* **Set problem**
Swap "outstretched arm" for "extended arm" in the entries from the start through the line containing "[(198, 68), (118, 41), (161, 69)]", inclusive, and write those lines out again with nothing else changed.

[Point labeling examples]
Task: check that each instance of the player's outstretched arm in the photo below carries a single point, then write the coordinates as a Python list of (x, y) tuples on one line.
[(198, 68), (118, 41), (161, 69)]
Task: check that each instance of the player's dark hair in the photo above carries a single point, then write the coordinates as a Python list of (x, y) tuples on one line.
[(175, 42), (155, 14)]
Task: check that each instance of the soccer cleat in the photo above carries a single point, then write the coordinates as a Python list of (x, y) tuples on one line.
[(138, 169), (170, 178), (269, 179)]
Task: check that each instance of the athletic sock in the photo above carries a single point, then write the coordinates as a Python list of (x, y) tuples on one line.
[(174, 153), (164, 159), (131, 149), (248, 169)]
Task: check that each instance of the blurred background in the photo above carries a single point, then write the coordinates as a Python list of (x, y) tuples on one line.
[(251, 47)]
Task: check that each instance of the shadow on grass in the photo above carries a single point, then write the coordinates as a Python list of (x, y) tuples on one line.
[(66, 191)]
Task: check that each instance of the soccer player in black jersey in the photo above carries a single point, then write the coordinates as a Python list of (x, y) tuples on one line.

* **Solved problem**
Task: check that each instance of the player's extended arm in the photo below carries a single point, then write the coordinates as a Python list of (x, y) tuples on one line.
[(198, 68), (118, 41), (161, 69)]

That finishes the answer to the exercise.